Write out the lines from the line containing "Could you point at the locomotive wheel" through the final line of the listing below, exactly, omitting every other line.

(Stored items from a collection)
····················
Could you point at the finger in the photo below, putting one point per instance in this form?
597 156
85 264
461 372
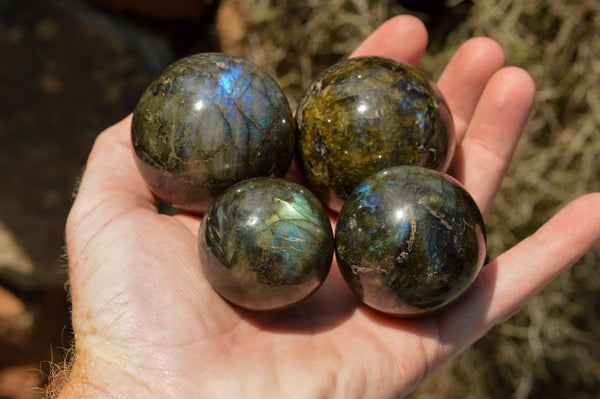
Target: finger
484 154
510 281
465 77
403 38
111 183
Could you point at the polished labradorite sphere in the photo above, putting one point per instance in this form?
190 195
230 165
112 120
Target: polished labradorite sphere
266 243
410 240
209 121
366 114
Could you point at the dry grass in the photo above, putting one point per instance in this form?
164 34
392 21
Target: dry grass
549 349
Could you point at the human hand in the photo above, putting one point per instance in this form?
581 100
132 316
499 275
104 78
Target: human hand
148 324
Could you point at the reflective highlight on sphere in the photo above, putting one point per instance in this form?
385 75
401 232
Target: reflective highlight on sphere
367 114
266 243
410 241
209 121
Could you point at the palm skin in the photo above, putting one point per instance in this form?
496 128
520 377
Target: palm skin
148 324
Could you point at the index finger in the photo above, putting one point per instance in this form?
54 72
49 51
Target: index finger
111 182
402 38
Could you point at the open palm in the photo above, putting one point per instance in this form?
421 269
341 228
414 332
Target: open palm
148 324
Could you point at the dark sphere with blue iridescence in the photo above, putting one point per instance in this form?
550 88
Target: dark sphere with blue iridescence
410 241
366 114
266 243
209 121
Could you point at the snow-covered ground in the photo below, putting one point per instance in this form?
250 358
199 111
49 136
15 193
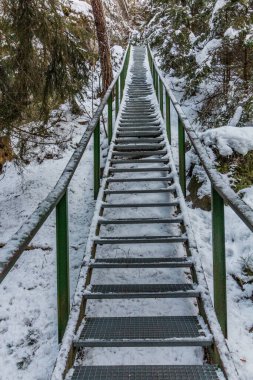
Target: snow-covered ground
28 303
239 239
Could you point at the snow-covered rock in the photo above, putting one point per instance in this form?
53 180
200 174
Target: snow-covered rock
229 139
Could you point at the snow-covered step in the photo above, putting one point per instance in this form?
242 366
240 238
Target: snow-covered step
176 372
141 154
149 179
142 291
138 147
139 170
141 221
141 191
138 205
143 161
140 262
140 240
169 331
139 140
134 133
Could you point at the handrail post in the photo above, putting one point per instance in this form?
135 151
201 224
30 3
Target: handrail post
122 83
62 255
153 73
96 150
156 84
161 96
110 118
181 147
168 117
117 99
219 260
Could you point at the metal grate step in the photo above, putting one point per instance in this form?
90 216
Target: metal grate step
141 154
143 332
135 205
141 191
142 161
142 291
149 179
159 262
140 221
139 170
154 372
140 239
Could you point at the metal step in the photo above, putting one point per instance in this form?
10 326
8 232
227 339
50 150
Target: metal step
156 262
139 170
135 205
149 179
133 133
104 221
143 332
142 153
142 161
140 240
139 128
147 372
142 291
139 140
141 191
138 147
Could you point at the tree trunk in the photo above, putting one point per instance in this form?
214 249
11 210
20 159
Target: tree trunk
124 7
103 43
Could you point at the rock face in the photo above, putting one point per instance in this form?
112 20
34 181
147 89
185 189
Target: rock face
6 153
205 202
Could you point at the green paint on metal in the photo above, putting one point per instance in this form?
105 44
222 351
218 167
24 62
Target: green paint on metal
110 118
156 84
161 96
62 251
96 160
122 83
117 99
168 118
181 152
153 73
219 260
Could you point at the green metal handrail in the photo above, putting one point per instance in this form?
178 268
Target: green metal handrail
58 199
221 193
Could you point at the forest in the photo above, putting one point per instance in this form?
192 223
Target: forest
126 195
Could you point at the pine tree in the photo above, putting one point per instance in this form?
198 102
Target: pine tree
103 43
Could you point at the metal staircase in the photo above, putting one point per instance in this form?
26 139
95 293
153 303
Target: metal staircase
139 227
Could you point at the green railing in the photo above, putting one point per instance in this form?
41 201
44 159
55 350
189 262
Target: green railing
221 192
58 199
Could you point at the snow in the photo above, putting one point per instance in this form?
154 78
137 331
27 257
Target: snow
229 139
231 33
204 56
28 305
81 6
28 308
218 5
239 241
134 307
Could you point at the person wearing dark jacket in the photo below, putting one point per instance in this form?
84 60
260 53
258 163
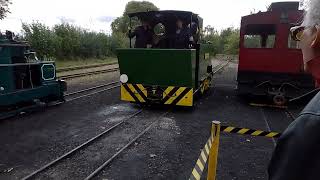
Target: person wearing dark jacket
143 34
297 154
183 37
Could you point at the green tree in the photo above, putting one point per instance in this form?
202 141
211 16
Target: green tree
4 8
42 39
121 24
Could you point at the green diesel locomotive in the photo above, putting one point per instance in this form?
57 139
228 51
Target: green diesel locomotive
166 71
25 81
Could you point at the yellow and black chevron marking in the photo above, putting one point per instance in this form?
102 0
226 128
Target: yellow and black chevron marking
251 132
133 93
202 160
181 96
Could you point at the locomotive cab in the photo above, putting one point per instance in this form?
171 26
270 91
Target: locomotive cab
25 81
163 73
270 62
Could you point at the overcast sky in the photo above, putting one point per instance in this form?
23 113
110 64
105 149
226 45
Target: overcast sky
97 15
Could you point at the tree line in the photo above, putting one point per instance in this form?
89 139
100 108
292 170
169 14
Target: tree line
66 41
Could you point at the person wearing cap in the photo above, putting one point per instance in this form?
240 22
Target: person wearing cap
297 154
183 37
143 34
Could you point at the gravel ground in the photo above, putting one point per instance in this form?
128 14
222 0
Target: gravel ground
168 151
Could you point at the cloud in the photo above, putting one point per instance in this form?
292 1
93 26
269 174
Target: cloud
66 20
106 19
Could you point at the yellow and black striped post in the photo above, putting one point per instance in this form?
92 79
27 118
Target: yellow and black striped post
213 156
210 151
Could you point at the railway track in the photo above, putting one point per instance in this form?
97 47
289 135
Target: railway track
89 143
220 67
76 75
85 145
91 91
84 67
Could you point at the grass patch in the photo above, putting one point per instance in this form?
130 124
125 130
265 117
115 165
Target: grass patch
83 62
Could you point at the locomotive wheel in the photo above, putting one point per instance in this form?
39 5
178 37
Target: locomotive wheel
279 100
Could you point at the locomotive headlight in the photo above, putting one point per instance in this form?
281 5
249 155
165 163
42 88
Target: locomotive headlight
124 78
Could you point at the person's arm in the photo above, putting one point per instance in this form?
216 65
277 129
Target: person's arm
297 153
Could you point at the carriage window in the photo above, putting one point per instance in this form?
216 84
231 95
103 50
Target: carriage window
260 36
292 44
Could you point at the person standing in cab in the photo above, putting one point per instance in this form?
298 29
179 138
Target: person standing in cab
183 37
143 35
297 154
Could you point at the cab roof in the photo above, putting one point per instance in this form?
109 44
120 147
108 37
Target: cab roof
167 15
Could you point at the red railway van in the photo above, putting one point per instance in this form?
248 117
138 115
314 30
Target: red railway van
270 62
····················
* _Solution for this task_:
Could you point at the locomotive wheel in the photo above, putting one point per instance in this form?
39 5
178 37
Target: locomotive wheel
279 100
Could you point at the locomotive headlight in the photo above, putting one point per instance in this form?
281 5
249 155
165 163
42 88
Target: locomotive headlight
124 78
Could you point at the person's arm in the photo above, putting one point per instance in this form?
216 65
277 129
Target: person's arm
297 153
Could you point at the carriage window in the photo above, putting one point per instance in this form?
216 84
231 95
103 50
Target: carriage window
260 36
292 44
Could you point at the person standing in cab in the photo above, putting one point per instance in this form?
298 29
179 138
Target: person standing in cab
183 37
143 35
297 154
Could you point at the cab roof in the photo above, putting one point per instance in this form?
109 44
120 147
108 37
Target: cab roof
167 15
Could you point at the red railway van in the photo above, putting one point per instance in this form?
248 117
138 115
314 30
Target: red railway van
270 62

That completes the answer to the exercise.